→ Exercise details: Copy out the lines below with no changes.

→ Records from a dataset:
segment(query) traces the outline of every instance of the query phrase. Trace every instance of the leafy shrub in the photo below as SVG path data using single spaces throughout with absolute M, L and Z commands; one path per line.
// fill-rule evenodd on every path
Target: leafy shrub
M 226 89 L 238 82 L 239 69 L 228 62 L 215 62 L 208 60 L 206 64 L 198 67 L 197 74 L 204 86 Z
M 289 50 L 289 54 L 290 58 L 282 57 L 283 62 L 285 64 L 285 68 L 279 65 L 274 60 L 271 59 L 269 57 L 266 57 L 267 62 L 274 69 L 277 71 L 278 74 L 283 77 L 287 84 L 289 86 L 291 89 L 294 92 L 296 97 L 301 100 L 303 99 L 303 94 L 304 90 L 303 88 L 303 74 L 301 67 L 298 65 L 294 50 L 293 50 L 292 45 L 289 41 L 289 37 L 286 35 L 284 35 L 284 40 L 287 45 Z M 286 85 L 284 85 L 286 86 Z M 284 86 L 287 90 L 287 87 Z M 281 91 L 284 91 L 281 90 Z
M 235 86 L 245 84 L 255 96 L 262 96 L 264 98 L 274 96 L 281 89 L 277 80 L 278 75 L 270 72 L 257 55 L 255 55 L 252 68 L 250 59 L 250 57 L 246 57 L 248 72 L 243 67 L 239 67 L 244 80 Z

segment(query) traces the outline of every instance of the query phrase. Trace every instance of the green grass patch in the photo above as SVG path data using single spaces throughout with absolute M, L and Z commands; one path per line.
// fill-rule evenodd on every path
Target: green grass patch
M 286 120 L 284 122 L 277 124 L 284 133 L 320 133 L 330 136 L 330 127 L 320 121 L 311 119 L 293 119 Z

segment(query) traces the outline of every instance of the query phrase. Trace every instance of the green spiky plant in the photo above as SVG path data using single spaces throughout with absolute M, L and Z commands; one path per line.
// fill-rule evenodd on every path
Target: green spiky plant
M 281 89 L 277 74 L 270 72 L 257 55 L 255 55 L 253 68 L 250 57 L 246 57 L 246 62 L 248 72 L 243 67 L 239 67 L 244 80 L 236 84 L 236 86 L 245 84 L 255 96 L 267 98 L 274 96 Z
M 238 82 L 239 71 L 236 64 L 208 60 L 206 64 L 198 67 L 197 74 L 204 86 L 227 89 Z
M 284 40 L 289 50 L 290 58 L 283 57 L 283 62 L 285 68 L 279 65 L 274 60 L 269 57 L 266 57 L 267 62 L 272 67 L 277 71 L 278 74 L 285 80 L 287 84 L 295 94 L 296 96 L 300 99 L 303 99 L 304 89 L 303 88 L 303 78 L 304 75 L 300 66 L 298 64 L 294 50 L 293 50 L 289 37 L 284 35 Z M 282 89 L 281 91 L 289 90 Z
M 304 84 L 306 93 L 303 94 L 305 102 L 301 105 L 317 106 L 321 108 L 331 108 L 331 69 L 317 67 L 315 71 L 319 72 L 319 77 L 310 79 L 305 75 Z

→ Solution:
segment(query) traces the outline of every instance of the query phrase. Trace every instance of the leafy shrub in the photo below as SVG path data using single spaces throughout with absolute M, L and Z commands; one path per line.
// fill-rule evenodd on every path
Target: leafy shrub
M 226 89 L 238 82 L 239 69 L 228 62 L 215 62 L 208 60 L 206 64 L 198 67 L 197 74 L 204 86 Z
M 289 50 L 289 54 L 290 58 L 282 57 L 283 62 L 285 64 L 285 68 L 279 65 L 274 60 L 271 59 L 269 57 L 266 57 L 267 62 L 274 69 L 277 71 L 278 74 L 283 77 L 287 84 L 289 86 L 291 89 L 294 92 L 296 97 L 301 100 L 303 99 L 303 94 L 304 90 L 303 88 L 303 74 L 301 67 L 298 65 L 294 50 L 293 50 L 292 45 L 289 41 L 289 37 L 286 35 L 284 35 L 284 40 L 287 45 Z M 286 85 L 284 85 L 286 86 Z M 284 86 L 287 90 L 287 87 Z M 281 91 L 284 91 L 281 90 Z
M 235 86 L 245 84 L 255 96 L 262 96 L 264 98 L 274 96 L 281 89 L 277 80 L 278 75 L 270 72 L 257 55 L 255 55 L 252 68 L 250 59 L 250 57 L 246 57 L 248 72 L 243 67 L 239 67 L 244 80 Z

segment(query) traces the outline of every instance of the query phrase. Trace every instance of the green grass patch in the photo above as SVG path data using single spaces throughout with absolute M, L and Z commands; one path per line.
// fill-rule evenodd on every path
Target: green grass patch
M 286 120 L 284 122 L 277 124 L 284 133 L 320 133 L 330 136 L 330 127 L 320 121 L 311 119 L 293 119 Z

segment(query) traces the outline of every instance of the query phrase. Trace every instance of the green spiky plant in the photo above as SVG path data using single spaces throughout with absolute M, L and Z commands; one path per line.
// fill-rule evenodd on every path
Target: green spiky plant
M 281 89 L 277 74 L 270 72 L 257 55 L 255 55 L 253 68 L 250 57 L 246 57 L 246 62 L 248 72 L 243 67 L 239 67 L 244 80 L 236 84 L 236 86 L 245 84 L 255 96 L 267 98 L 274 96 Z
M 238 82 L 239 71 L 236 64 L 208 60 L 206 64 L 198 67 L 197 74 L 204 86 L 227 89 Z
M 284 40 L 289 50 L 290 58 L 283 57 L 283 62 L 285 68 L 279 65 L 274 60 L 269 57 L 266 57 L 267 62 L 272 67 L 277 71 L 278 74 L 285 80 L 287 84 L 295 94 L 296 96 L 300 99 L 303 99 L 304 89 L 303 88 L 303 78 L 304 75 L 300 66 L 298 64 L 294 50 L 293 50 L 289 37 L 284 35 Z M 282 89 L 281 91 L 289 90 Z
M 304 84 L 306 93 L 303 94 L 305 102 L 301 105 L 317 106 L 321 108 L 331 108 L 331 69 L 317 67 L 315 71 L 319 72 L 319 77 L 310 79 L 305 75 Z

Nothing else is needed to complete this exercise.